■ **Text to read**
════════

This book launched the era that became known as the Golden Age of Comic Books. Suddenly, comics were all about action and adventure, whether it be new superheroes or plucky humans taking on baddies in the big city or foreign lands. In 1939, a woman named Tarpe (née June) Mills drew a story called “Daredevil Barry Finn” for the “Amazing Mystery Funnies” book about a daredevil’s plan to foil Hitler and Mussolini. After that, she continued to create characters like the Purple Zombie, Devil’s Dust and the Cat Man for comic books.
In 1940, the Chicago Tribune-New York News syndicate reluctantly accepted an action-adventure comic strip, by a woman about a woman, called “Brenda Starr, Reporter.” Even though Dale Messick, like Tarpe Mills, had changed her name from Dalia so it sounded more masculine, her status as a woman created obstacles for her. While the strip was a hit with readers and ran right up until 2011, Messick was subjected to an endless stream of vitriol from men in the field.
Up until then, nobody had resented the other women cartoonists, but she was getting into men’s territory, the action strip. Before Dale Messick, woman cartoonists all stuck with domestic situations, pretty girls, cute kids, that kind of thing. She was intruding on men’s territory, and they resented it. As the result, men in the industry were not particularly complimentary about her art, and she felt very neglected by them. In 1971, the National Cartoonists Society gave prizefighter Jack Dempsey a ‘sports personality of the year’ award. And Dale Messick was quoted as saying, ‘I see where they’re honoring Jack Dempsey. They never honored me for anything, but they honor Jack Dempsey.’
In April 1941, Tarpe Mills introduced the world to the first major female action heroine, Miss Fury, in a syndicated comic strip. In it, a debutante named Marla Drake inherits a suit of panther skin that had once been an African witch doctor’s ceremonial robe, which she wears to a costume party. On the way to the event, she stops an escaped killer, and thus begins her days as a costumed crime fighter. Drake rarely wears the panther suit, however, as Mills preferred to draw her in fabulous and revealing ’40s fashions in stories akin to film noir. And Miss Fury, too, takes off to confront Nazis in secret enclaves around the world. “She just starts out almost immediately fighting Nazis even though we weren’t at war with the Nazis yet,” Robbins says.

════════

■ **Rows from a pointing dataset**
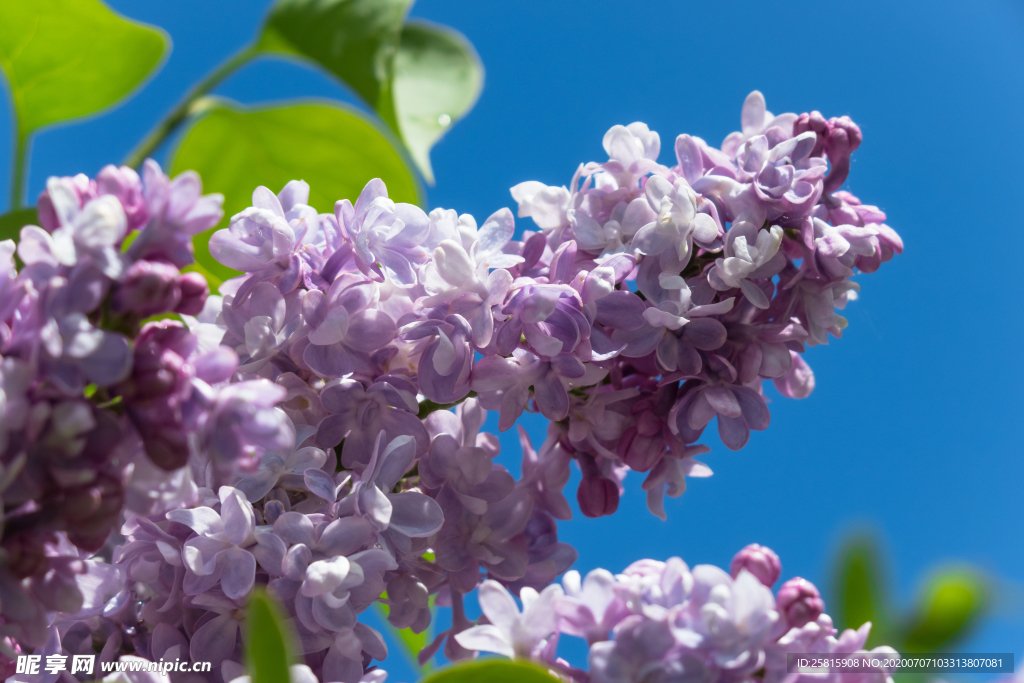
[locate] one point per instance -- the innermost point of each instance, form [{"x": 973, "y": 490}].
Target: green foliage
[
  {"x": 332, "y": 146},
  {"x": 69, "y": 58},
  {"x": 268, "y": 650},
  {"x": 492, "y": 671},
  {"x": 419, "y": 77},
  {"x": 859, "y": 596},
  {"x": 437, "y": 79},
  {"x": 355, "y": 40},
  {"x": 950, "y": 605},
  {"x": 11, "y": 223},
  {"x": 952, "y": 602}
]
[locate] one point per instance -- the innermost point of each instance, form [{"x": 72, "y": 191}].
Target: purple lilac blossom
[
  {"x": 663, "y": 621},
  {"x": 297, "y": 431}
]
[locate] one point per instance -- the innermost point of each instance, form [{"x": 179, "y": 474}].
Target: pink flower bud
[
  {"x": 148, "y": 288},
  {"x": 194, "y": 292},
  {"x": 760, "y": 561},
  {"x": 799, "y": 602},
  {"x": 125, "y": 184}
]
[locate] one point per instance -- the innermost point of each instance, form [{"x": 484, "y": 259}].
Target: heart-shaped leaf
[
  {"x": 437, "y": 79},
  {"x": 355, "y": 40},
  {"x": 492, "y": 671},
  {"x": 69, "y": 58},
  {"x": 333, "y": 147}
]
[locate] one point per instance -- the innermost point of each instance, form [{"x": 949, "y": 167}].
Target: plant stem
[
  {"x": 17, "y": 173},
  {"x": 183, "y": 110}
]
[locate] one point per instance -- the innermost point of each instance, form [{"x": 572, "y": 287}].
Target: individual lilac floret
[
  {"x": 760, "y": 561},
  {"x": 216, "y": 555},
  {"x": 267, "y": 233},
  {"x": 800, "y": 602},
  {"x": 386, "y": 237},
  {"x": 177, "y": 211},
  {"x": 511, "y": 633}
]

════════

■ **Exercise instructions**
**a)** In the passage about women in early comics, copy the words from "This book launched" to "for comic books." without any changes.
**b)** According to the passage about women in early comics, what was Dale Messick's name before she changed it?
**c)** Write the next part of the passage about women in early comics, picking up after its last sentence.

■ **Answers to the problems**
**a)**
This book launched the era that became known as the Golden Age of Comic Books. Suddenly, comics were all about action and adventure, whether it be new superheroes or plucky humans taking on baddies in the big city or foreign lands. In 1939, a woman named Tarpe (née June) Mills drew a story called “Daredevil Barry Finn” for the “Amazing Mystery Funnies” book about a daredevil’s plan to foil Hitler and Mussolini. After that, she continued to create characters like the Purple Zombie, Devil’s Dust and the Cat Man for comic books.

**b)** Dalia

**c)**
Miss Fury paved the way for dozens of comic book heroines like her, mostly drawn and written by men, including Phantom Lady, Miss Masque and Spider Widow. The most famous was Wonder Woman, conceived as a proto-feminist character by a psychologist named William Moulton Marston, who wanted to teach girls to stand up for themselves. Still, it would be 45 years before a woman would have any input into the stories and art for Wonder Woman, who debuted in December 1941, right around the time the attack on Pearl Harbor brought America into World War II.
At that time, many of the young men who were drawing and writing comic books enlisted to fight in the war. Robbins explains,
As in every other industry, the guys are gone, and the women take their place. Women did things they’d never done before, including driving commercial trucks and buses, working in all the factories that are making planes and drawing action comics for comic books. Almost invariably, they drew these beautiful, confident, fabulous action heroines who could handle anything. They rescue the guy and remain beautiful at the same time.
The publishing company Fiction House hired the most women in the ’40s. They published six themed titles—“Jumbo,” “Jungle,” “Fight,” “Wings,” “Rangers,” and “Planet”—with sensational stories starring powerful and gorgeous female characters.
Fiction House is my favorite Golden Age comic publisher, if not just my favorite comic publisher, period. The two best women who worked for them were Fran Hopper and Lily Renée. Between them, they had Mysta of the Moon, whom I just love. She’s this beautiful woman who lives on the moon with her trusty robot, and her superpower is that she possesses all the knowledge of the universe. Fran and Lily both drew a character named Jane Martin who was an army nurse turned aviatrix, who fought the Nazis and flew planes.
With the defeat of Hitler in 1945, the popularity of war heroes and superheroes in comic books waned, as titles about crime, horror and love took off. When male cartoonists returned to their jobs, the women who were working by contract were simply not rehired.
“All those great women that they drew also disappeared,” Robbins says. “For instance, Jane Martin, who was the flying nurse, became a journalist and photographer after the war. No more flying.”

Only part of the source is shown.